[Entries from a dataset]
§ §

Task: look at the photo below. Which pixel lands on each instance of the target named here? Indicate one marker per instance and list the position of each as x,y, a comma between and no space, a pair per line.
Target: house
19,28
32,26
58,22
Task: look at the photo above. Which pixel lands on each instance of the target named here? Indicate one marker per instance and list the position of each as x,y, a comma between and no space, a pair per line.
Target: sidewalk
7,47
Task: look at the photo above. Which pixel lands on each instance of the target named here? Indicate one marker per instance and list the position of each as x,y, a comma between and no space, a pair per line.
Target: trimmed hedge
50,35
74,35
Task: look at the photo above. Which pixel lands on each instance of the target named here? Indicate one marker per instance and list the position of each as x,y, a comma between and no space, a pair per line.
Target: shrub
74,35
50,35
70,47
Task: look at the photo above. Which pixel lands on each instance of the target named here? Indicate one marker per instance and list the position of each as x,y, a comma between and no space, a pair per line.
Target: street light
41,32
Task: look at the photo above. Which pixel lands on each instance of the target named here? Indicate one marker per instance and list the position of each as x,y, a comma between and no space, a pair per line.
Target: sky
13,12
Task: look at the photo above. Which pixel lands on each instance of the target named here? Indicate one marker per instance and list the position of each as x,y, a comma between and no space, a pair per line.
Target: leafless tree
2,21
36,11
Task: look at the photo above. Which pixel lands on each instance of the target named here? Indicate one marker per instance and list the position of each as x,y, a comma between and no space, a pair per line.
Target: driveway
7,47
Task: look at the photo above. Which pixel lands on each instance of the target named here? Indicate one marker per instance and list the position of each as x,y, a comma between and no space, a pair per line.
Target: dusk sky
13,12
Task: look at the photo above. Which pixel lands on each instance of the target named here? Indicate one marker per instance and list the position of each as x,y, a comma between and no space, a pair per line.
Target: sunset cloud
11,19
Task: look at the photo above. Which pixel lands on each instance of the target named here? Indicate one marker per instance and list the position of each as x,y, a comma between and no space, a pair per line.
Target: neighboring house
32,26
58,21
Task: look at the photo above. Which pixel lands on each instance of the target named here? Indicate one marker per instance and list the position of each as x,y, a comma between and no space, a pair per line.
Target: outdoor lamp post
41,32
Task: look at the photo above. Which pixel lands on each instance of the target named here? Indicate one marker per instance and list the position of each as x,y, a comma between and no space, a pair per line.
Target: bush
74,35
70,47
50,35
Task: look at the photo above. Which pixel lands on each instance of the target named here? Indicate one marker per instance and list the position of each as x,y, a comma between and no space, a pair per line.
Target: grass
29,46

§ §

WHAT IS BEING ASKED:
Write out all records exactly, keeping every detail.

CORRECT ANSWER:
Task: look at the photo below. Which pixel lands on each instance of the target named here? Indicate one marker per instance and list the position of each as x,y, a comma between and no space, a pair per line.
Target: house
19,28
32,26
58,22
Task: look at the photo above. Which pixel lands on each instance of the target named here? Indicate one marker per instance and list the position of each as x,y, a comma between and no space, a pair per line.
Target: sidewalk
7,47
Task: look at the photo above. Which pixel lands on each instance of the target named here? Indicate one marker per instance and list the position of each as x,y, a comma between and no space, a pair per line.
Target: trimmed hedge
50,35
74,35
Task: look at the photo above. Which pixel lands on each instance of the target named here? Indicate one marker per instance and list the position of each as x,y, a comma between and no space, a pair per line.
Target: shrub
74,35
50,35
70,47
Task: look at the photo above. Which pixel lands on each instance of the target named here? Indicate one marker per instance and list the position of each as x,y, a comma between and no space, a pair per line.
Target: street light
41,32
Task: look at the photo above. Which pixel lands on each instance of the target named here? Indicate one marker per instance and list the position of each as x,y, a comma between and no space, a pair per line.
Target: sky
13,12
Task: look at the photo above. Which pixel lands on each instance of the target named here? Indicate one marker per instance and list the position of each as x,y, a comma between and no space, a pair per line.
Target: leafless tree
2,21
36,11
Task: look at the photo above. Which pixel lands on each instance of the target named here? Indicate one marker per instance and list the position of each as x,y, a comma between and no space, a pair per line.
Target: driveway
7,47
Task: look at the photo above. Which pixel lands on each instance of the target named here? Indicate one marker per instance and list the position of each as x,y, a comma between and no space, a pair per line.
Target: dusk sky
13,12
Task: look at the photo above. Which pixel lands on each instance of the target named here? Indicate one marker per instance and list the position of each as x,y, a comma between and no space, a pair per line.
Target: sunset cloud
11,19
Task: look at the photo above. Which pixel lands on each instance of the target named here? Indicate one marker per instance and list the position of each as x,y, a comma between and no space, a pair per line.
Target: neighboring house
32,26
58,21
Task: look at the photo above. Which pixel lands on each instance of the target named here? Indicate one marker per instance and list the position of each as x,y, a comma between and no space, a pair per line.
Target: outdoor lamp post
41,32
Task: look at the photo above. Which pixel lands on each instance of the target named here? Indicate one marker per instance and list the position of each as x,y, a comma between and no space, a pair per line.
Target: bush
74,35
70,47
50,35
Task: look at the photo above. Which pixel lands on each instance of the target named here? Indicate one marker per instance and list the position of each as x,y, a comma between and no space, a pair per line.
Target: grass
29,46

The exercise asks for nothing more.